## TASK DETAILS
Every line must be returned precisely as it is written.

[Dataset rows on where objects appear]
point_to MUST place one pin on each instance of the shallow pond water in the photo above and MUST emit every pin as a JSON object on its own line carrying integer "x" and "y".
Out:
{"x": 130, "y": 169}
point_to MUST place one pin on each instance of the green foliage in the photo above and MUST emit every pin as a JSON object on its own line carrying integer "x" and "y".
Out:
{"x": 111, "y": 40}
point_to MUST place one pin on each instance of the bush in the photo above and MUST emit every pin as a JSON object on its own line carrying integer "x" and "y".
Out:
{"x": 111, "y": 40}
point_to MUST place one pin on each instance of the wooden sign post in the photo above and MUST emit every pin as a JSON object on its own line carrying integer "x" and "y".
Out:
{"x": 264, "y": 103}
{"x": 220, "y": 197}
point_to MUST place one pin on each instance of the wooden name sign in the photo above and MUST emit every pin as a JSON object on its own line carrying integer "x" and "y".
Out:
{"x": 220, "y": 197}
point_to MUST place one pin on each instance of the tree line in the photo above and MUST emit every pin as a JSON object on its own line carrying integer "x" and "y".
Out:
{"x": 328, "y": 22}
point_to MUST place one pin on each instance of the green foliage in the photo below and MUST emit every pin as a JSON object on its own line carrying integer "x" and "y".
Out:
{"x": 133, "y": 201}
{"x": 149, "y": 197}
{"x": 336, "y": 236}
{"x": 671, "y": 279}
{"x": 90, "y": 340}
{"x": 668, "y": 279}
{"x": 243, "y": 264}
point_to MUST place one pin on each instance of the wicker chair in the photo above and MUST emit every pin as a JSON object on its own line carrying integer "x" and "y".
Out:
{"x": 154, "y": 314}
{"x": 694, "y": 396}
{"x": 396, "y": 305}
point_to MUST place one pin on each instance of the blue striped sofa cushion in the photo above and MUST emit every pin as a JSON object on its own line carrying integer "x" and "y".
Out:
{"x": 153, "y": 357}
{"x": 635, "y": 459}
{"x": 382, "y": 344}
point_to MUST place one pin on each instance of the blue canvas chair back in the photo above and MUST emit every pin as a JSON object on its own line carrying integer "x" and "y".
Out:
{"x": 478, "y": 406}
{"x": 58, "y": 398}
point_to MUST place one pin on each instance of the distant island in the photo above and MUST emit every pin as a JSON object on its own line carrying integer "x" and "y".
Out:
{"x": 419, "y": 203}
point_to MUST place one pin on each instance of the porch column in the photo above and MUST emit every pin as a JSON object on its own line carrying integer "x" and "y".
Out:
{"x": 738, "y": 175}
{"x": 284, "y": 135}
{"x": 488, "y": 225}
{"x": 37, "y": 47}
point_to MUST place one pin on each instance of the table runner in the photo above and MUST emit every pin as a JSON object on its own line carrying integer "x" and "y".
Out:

## SOLUTION BELOW
point_to MUST place one pin on each instance of the shallow pond water in the photo above and MUST emit every pin as a JSON object on its own line carrying integer "x" and "y".
Out:
{"x": 130, "y": 169}
point_to MUST place one pin on each instance of the green foliage in the photo above and MUST emit every pin as a JSON object on its own line carrying integer "x" and "y".
Out:
{"x": 111, "y": 40}
point_to MUST place one pin on each instance of the bush in the photo above and MUST emit every pin as a JSON object on its own line carrying integer "x" and "y".
Out:
{"x": 111, "y": 40}
point_to MUST place one pin on each instance of the wooden sign post in the photo above and MUST emit every pin as a JSON object on its own line carrying integer "x" and "y".
Out:
{"x": 264, "y": 103}
{"x": 220, "y": 197}
point_to MUST place one pin on each instance of the wooden name sign in the photo above and MUST emit every pin as a JSON object on its own line carrying integer "x" and "y".
Out:
{"x": 220, "y": 197}
point_to MUST place one pin on each instance of the tree line in the photo above and MUST emit every pin as a JSON object on its own line carrying integer "x" and "y".
Out:
{"x": 328, "y": 22}
point_to MUST place one pin on each instance of the green foliage in the photo below and MUST emit every pin as a JSON object on its own line carrying integer "x" and "y".
Out:
{"x": 133, "y": 201}
{"x": 149, "y": 197}
{"x": 336, "y": 236}
{"x": 671, "y": 279}
{"x": 90, "y": 340}
{"x": 668, "y": 279}
{"x": 243, "y": 264}
point_to MUST place one pin on each instance of the wicker chair in the photo above and MUST emit every pin as a JSON object on its own line carrying integer "x" and "y".
Out:
{"x": 154, "y": 314}
{"x": 694, "y": 396}
{"x": 396, "y": 305}
point_to MUST place one pin on each instance of the blue striped sofa cushion in the photo above and MUST emit every pin as a JSON object on its own line carrying integer "x" and "y".
Out:
{"x": 153, "y": 357}
{"x": 635, "y": 459}
{"x": 382, "y": 344}
point_to MUST place one pin on each instance of the blue canvas chair back in the photo above and MUST emit every pin as a JSON object on its own line carrying integer "x" and "y".
Out:
{"x": 478, "y": 406}
{"x": 58, "y": 398}
point_to MUST place one pin on each instance of the distant island in the photo above and MUST emit every pin as a JSON object on its own line carrying integer "x" and "y".
Out:
{"x": 419, "y": 203}
point_to MUST place one pin on each instance of the porch column in the photo above and MUST emit every pin as a JSON object on its own line carrying integer "x" and "y".
Out:
{"x": 738, "y": 175}
{"x": 284, "y": 135}
{"x": 488, "y": 225}
{"x": 37, "y": 47}
point_to MUST place one pin on each instance of the table runner in the photo above and MUST emit every pin as a JSON object on its own line carrying integer "x" and "y".
Out:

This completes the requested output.